*** Reading passage ***
For December, there were 1,429 new FOR-SALE signs in Orange County, only 65 fewer than the 3-year average from 2017 to 2019, 4% less. Every single missing sign magnifies the inventory crisis.
Demand plunged by 19% in the past couple of weeks.
Demand, a snapshot of the number of new escrows over the prior month, decreased from 1,591 to 1,295 in the past couple of weeks, shedding 296 pending sales, down 19%. Yet, the low demand reading is more a reflection of the acute inventory crisis where only 1,429 homes were placed on the market last month. The limited supply of available homes is eating into the potential number of escrows. True demand, the number of buyers in the marketplace, is considerably higher than tracked demand based upon escrow activity. True demand is impossible to gauge, but the throngs of showings for just about every home that hits the market combined with the sheer volume of multiple offers generated illustrates that there is a vast pool of buyers looking to secure a home. As more homes come on the market, expect demand levels based upon escrow activity to climb swiftly. At this point, rising mortgage rates are not impacting measured demand.
Last year, demand was at 1,895, 46% more than today due to the surge in the market during the second half of the year because of COVID. The 3-year average prior to COVID (2017 to 2019) was 1,391 pending sales, 7% more than today.
With a large drop in demand and a small rise in the inventory, the Expected Market Time (the number of days to sell all Orange County listings at the current buying pace) increased from 20 to 25 days, its lowest level for a start to the year since tracking began in 2004. At 25 days, it is an insane, HotSeller’s Market (less than 60 days) where there are a ton of showings, sellers get to call the shots during the negotiating process, multiple offers are the norm, and home values are rising rapidly. The 3-year average prior to COVID was at 104 days, much slower than today and a Balanced Market (between 90 and 120 days).
*** End of Reading passage ***
*** Entries provided ***
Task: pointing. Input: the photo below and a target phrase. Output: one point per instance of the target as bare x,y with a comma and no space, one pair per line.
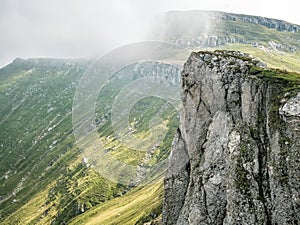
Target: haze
81,28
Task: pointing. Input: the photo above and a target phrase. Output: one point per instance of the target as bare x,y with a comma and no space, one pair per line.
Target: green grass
126,210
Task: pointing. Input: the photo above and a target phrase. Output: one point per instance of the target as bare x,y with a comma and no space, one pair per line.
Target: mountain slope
44,177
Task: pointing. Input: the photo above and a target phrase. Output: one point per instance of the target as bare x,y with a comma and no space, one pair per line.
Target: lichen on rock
235,158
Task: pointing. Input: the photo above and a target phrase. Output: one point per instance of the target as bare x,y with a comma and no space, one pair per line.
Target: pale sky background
80,28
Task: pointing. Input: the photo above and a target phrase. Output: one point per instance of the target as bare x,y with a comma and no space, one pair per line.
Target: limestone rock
235,158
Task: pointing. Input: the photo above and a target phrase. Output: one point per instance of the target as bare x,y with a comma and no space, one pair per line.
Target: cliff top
245,63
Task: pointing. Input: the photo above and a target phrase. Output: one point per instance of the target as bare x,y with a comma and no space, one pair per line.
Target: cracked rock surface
235,157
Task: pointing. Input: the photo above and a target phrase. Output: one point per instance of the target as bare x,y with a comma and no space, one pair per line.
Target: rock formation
235,157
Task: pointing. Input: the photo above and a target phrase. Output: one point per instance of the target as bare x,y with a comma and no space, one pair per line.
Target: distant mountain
45,179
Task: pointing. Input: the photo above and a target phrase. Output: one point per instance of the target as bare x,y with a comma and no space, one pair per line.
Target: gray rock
235,158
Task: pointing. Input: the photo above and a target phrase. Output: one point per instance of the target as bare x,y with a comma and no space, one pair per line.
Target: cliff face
235,157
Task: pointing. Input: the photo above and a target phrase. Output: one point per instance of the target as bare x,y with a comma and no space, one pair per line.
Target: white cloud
77,28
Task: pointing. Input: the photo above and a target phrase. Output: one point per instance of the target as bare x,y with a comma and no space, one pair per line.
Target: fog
82,28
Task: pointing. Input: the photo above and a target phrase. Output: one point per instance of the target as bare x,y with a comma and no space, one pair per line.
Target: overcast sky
80,28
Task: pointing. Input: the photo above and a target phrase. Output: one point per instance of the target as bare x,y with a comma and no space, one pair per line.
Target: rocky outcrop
235,157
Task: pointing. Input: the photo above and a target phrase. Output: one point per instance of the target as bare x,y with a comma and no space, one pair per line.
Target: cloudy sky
80,28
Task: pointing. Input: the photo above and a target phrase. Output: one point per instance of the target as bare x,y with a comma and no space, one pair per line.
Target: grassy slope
58,183
126,210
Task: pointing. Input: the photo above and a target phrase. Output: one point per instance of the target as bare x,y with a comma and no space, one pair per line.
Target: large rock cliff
235,157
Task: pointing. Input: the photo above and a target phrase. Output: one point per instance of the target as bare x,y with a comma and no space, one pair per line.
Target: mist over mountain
46,178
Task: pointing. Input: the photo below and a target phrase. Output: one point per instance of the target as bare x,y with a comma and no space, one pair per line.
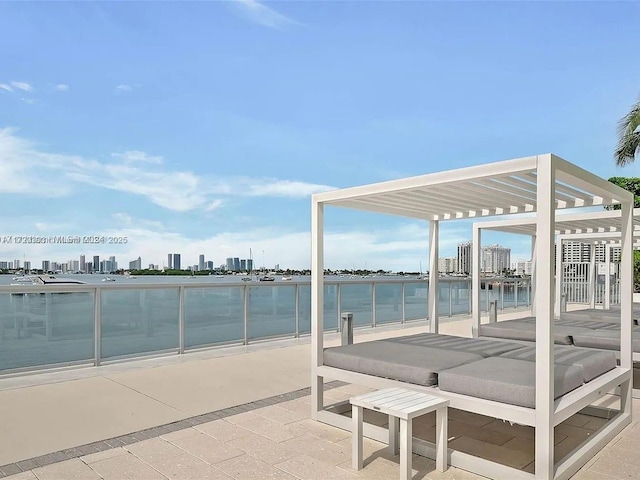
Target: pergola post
475,281
434,277
593,278
558,283
317,302
545,230
626,302
607,277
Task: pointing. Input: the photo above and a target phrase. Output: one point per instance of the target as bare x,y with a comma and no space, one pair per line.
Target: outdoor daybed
502,371
540,393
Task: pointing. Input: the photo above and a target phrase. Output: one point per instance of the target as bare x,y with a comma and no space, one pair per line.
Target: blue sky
204,127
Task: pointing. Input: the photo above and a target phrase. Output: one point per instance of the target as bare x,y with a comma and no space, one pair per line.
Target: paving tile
305,467
69,469
469,417
614,466
185,432
22,476
208,449
264,449
187,467
263,426
223,430
153,449
279,414
318,429
126,467
496,453
329,452
247,467
99,456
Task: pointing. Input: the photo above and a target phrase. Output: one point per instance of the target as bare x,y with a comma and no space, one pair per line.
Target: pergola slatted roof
487,190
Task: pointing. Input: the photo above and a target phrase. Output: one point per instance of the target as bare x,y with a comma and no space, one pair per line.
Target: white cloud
123,88
22,86
131,156
28,169
257,12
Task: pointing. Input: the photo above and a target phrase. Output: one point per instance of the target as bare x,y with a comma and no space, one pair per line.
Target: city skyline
212,138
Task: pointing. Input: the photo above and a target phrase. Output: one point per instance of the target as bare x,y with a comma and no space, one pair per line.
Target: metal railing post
181,319
97,326
403,293
246,315
297,307
373,304
346,328
493,311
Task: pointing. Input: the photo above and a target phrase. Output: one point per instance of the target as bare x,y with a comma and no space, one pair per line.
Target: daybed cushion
605,339
505,380
482,347
592,362
407,363
515,330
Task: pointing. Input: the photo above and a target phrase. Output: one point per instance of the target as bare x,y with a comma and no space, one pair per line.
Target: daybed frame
538,184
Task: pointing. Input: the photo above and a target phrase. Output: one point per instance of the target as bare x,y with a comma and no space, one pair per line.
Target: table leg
441,438
356,438
394,423
406,448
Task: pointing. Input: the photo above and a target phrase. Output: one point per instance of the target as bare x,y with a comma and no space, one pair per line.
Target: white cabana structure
539,184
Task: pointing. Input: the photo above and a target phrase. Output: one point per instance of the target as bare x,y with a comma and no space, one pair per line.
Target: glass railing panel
271,311
356,298
388,302
415,300
213,315
139,321
460,294
39,329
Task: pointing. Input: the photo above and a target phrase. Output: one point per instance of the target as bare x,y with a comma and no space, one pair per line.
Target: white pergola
604,226
540,184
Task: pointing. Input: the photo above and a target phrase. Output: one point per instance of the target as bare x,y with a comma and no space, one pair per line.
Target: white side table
402,406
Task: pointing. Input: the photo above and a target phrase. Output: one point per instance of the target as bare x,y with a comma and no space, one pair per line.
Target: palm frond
628,137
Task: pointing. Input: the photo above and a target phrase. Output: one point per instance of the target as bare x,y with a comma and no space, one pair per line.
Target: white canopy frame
540,184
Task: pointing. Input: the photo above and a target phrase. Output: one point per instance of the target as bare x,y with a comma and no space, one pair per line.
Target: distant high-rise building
464,258
136,264
495,259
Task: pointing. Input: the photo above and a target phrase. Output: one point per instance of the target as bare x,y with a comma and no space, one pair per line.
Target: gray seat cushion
482,347
515,330
398,361
605,339
592,362
505,380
*** End of Entries provided ***
◆ Required action 1: List each distinct percentage figure that appears in the text on the Orange County housing market.
◆ Required action 2: Decide whether each statement agrees with the text on the Orange County housing market, and support each yes or no with the deciding words quoted from it: (a) There were 1,429 new FOR-SALE signs in Orange County in December. (b) Rising mortgage rates are lowering measured demand. (c) The Expected Market Time fell from 25 to 20 days.
◆ Required action 3: Reproduce the text on the Orange County housing market word for word, taking everything from "Last year, demand" down to "more than today.".
This material has no connection to the text on the Orange County housing market.

◆ Response 1: 4%, 19%, 46%, 7%

◆ Response 2:
(a) Yes: "For December, there were 1,429 new FOR-SALE signs in Orange County"
(b) No: "At this point, rising mortgage rates are not impacting measured demand."
(c) No: "increased from 20 to 25 days"

◆ Response 3:
Last year, demand was at 1,895, 46% more than today due to the surge in the market during the second half of the year because of COVID. The 3-year average prior to COVID (2017 to 2019) was 1,391 pending sales, 7% more than today.